── Teks Hasil Ekstraksi ──

Kuasa Hukum Beberkan Bukti Fery Tanaya Dikriminalisasi Kejati Maluku

AMBON - Perkara Tindak Pidana Korupsi pengadaan tanah bagi pembangunan PLTMG 10 MW di Pulau Buru yang oleh penyidik Kejaksaan Tinggi Maluku telah Fery Tanaya sebagai tersangka dan telah ditahan sejak tanggal 26 April 2021 menimbulkan sejumlah keheranan di publik.
“Publik pun bertanya-tanya ada kepentingan apa dibalik perkara ini karena hampir empat tahun masyarakat Maluku telah dipertontonkan dengan suatu tontonan yang sangat menggelikan dan ini dapat saya katakan sebagai kriminalisasi yang berlebihan oleh oknum penegak hukum Kejati Maluku dalam proses penyidikan dugaan tindak pidana korupsi tersebut,” ungkap Kuasa Hukum Fery Tanaya, Henry S Lusikooy dalam keterangannya yang diterima malukuterkini.com, Senin (3/5/2021),
Dikatakan, perkara penyidikan yang telah terjadi kriminalisasi adalah perkara dugaan tindak pidana korupsi dalam pengadaan tanah bagi pembangunan kepentingan umum yaitu PLTMG 10 MW (Pembangkit Listrik Tenaga Mesin Gas) tahun anggaran 2016 di Dusun Jiku Besar, Desa Namlea, Kecamatan Namlea, Kabupaten Buru, Provinsi Maluku.
“Subjek diktator yang menjalankan kediktatoran dan melakukan kriminalisasi adalah oknum-oknum penyidik Kejati Maluku, yang melakukan penyidikan perkara tersebut, sementara subjek korban dari kediktatoran dan over kriminalisasi adalah klien saya Fery Tanaya. Oknum-oknum penyidik Kejaksaan Tinggi Maluku, menjalankan tugasnya di wilayah hukum Provinsi Maluku dengan menggunakan topeng penegak hukum untuk mengubah, memaksa suatu perbuatan yang bukan pidana menjadi perbuatan pidana,” katanya.
Ia menjelaskan penyidik menetapkan Fery Tanaya sebagai tersangka dalam proses penanganan perkara masih dalam tahap penyelidikan, sehingga bentuk kediktatorannya adalah penyidik menabrak putusan Mahkamah Konstitusi Nomor 130/PUU-XIII/2015, tanggal 11 Januari 2017 dan Hukum Acara Pidana serta segala bentuk aturan lain yang telah menetapkan bahwa penetapan tersangka hanya berlaku dalam ruang lingkup penyidikan.

───
── Data Tersimpan ──

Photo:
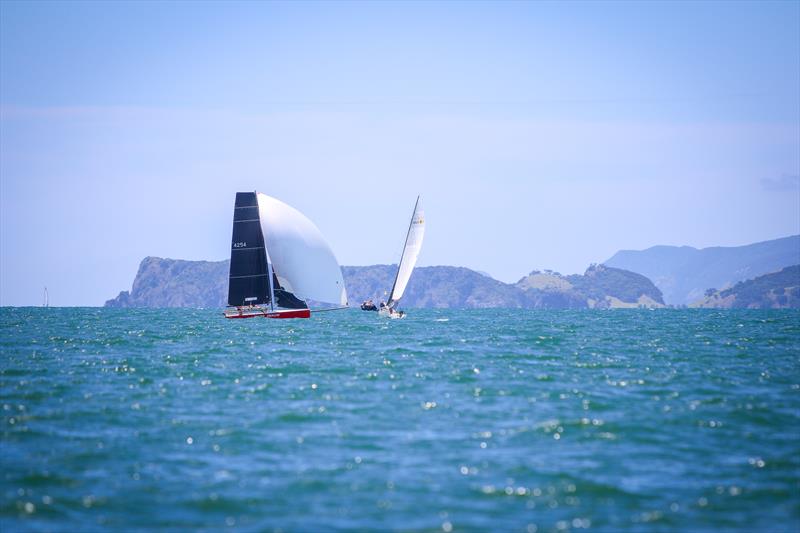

───

▶ **Daftar Tugas**:
[1] Berdasarkan teks hasil ekstraksi, jawab tiga pertanyaan berikut dan tandai jawabannya dengan huruf yang sama.
(a) Sejak tanggal berapa Fery Tanaya ditahan?
(b) Siapa nama kuasa hukum Fery Tanaya?
(c) Berapa nomor dan tanggal putusan Mahkamah Konstitusi yang disebut?
[2] Sebutkan semua satuan wilayah administratif lokasi pembangunan PLTMG 10 MW menurut teks hasil ekstraksi, dari yang terkecil sampai yang terbesar.
Gunakan hanya teks hasil ekstraksi sebagai sumber.

▶ **Daftar Jawaban**:
[1]
(a) Sejak tanggal 26 April 2021.
(b) Henry S Lusikooy.
(c) Nomor 130/PUU-XIII/2015, tanggal 11 Januari 2017.

[2] Dusun Jiku Besar, Desa Namlea, Kecamatan Namlea, Kabupaten Buru, Provinsi Maluku.